## Exercise aim
Rewrite the entries from the line with "Report the location of every instance of the white hockey" through the end of the entries, both ends included, with their requests. Multiply every point coordinate in the answers by 0.8 and round to whole numbers, halves up, leaving the requests and their format samples unchanged and omitting the pictures.

## Data for this exercise
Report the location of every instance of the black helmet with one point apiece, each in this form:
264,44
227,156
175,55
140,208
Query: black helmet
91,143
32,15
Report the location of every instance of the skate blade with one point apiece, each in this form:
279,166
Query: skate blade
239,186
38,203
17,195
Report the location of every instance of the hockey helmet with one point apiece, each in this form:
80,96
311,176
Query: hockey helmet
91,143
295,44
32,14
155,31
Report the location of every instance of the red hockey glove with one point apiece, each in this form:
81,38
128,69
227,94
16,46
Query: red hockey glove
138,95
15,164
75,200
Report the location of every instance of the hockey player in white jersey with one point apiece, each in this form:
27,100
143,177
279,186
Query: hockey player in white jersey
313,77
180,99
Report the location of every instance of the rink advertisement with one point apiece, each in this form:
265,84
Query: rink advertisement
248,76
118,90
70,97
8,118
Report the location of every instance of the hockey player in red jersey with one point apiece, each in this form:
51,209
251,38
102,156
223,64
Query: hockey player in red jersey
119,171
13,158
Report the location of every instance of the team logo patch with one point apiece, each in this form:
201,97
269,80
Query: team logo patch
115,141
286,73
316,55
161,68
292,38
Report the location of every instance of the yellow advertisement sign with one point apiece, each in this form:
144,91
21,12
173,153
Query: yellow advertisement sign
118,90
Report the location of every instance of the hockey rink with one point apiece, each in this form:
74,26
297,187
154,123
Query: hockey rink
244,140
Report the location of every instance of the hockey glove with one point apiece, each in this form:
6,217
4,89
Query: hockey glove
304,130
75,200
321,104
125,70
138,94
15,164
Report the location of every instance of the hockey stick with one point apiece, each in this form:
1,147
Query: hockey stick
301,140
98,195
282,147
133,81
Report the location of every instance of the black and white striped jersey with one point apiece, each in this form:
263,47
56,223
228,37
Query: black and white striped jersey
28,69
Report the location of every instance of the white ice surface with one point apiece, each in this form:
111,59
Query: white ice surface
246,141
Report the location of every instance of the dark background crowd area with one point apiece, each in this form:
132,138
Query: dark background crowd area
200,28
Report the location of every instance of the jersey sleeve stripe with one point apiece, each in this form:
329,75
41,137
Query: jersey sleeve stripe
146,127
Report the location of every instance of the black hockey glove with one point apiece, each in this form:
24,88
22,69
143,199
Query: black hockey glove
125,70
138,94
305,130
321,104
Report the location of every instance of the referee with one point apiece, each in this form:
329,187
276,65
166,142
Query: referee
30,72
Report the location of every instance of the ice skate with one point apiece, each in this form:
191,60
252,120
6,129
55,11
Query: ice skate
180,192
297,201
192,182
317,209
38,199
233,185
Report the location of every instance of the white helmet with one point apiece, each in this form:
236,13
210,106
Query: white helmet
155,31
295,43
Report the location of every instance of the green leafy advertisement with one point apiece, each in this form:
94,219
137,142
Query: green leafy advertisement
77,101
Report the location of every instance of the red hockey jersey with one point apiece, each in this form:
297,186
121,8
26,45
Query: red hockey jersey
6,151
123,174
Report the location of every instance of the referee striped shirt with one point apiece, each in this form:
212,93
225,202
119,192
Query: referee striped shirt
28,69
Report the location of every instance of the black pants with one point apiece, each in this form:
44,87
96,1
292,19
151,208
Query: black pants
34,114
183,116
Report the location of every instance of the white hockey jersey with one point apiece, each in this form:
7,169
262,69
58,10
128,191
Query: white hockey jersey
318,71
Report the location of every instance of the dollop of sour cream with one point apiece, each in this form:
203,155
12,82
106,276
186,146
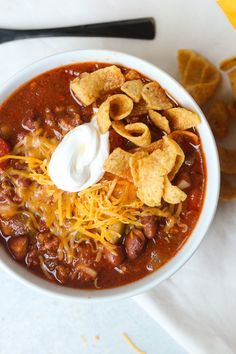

## Task response
Report the location of every instance of the white hockey jersey with one point apiece, each in this form:
7,169
262,69
58,10
128,191
Query: white hockey jersey
254,57
Report the location of every instance of the dollop of sour cream with one point apiece, each in this form:
203,155
12,82
106,276
186,146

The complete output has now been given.